• [Text section]:
And on top of that there’s an ethical element to this as well- is it a good idea to release the information of institutionalized people (even if they’ve been deceased for decades) when we can’t get their consent? What would Ellen think of she knew that I wanted to read her files and learn the intimate details of her life at that time? Would she have given me permission to read her records? Would I if I were in place? I honestly don’t know. Just because legally records can be accessed doesn’t necessarily mean they should be read or shared even if it would provide answers I’m looking for.
When we research the records of people who were institutionalized in the past many researchers argue we have “not just a legal but also an ethical duty to maintain the confidentiality of those mentioned in historical health record.” Yet other disability advocates and historians disagree, contending that institutions already marginalized and tried to erase the stories of people with disabilities. By telling the stories of people who lived in institutions, their history and personhood can be reclaimed.
Historians David Wright and Renee Saucier wrote a great article “Madness in the Archives: Anonymity, Ethics, and Mental Health History Research” that lays out the ethical arguments surrounding research in asylum records, definitely worth a read.

But the fact remains- people who were institutionalized in the past like Ellen are difficult to research and leave few records behind that illuminate their lives and experiences. Even more so for people who weren’t white or middle/upper class. The records that were generated during their time in an institution is oftentimes the fullest account of their lives that we still have. The same is often true for people who were incarcerated, drafted, prosecuted, or taxed by their government. Governments have historically created many records for practical reasons, but they live on and have new value for us today. So what should archives do with these records?

• [Raw data]:

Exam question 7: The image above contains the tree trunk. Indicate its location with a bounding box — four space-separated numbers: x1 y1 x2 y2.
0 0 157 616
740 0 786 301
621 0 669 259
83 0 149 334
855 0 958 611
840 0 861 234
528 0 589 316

• [Directions]:
1 – The text on the ethics of researching asylum records names other ways people dealt with their government that also produced records. List each of them.
2 – Extend the text on the ethics of researching asylum records, picking up after its closing question about what archives should do with these records.

• [Answer set]:
1 –
- Incarcerated
- Drafted
- Prosecuted
- Taxed

2 –
Though I have very little information about Ellen’s experiences at the New York State Lunatic Asylum, there are quite a few memoirs and personal accounts of institutional life written by women in the 19th century. And thankfully, Kent State University has collected many of them and put them online for easy reading! From these we can get a general idea of what life was like for women like Ellen living in asylums back then. And the asylum’s annual reports and other unrestricted administrative records can give us more detail as well (even though they’re written from the asylum staff’s perspective and can leave out or gloss over important things).
In closing, I suppose this blog post is less a telling of Ellen Hammond’s story and experiences at the New York State Lunatic Asylum, and more me stating that I know there is a story but I don’t know what it is. And why I likely never will. Our family only has this one letter from Ellen, which seems to have raised more questions than it answers. There is little else in the historical record I can find about her to piece the other parts of her life together.
If you have ancestors who lived at an asylum or other mental institution, have you been able to access their records? How much of their story do you know? I’d love to hear how your research has gone!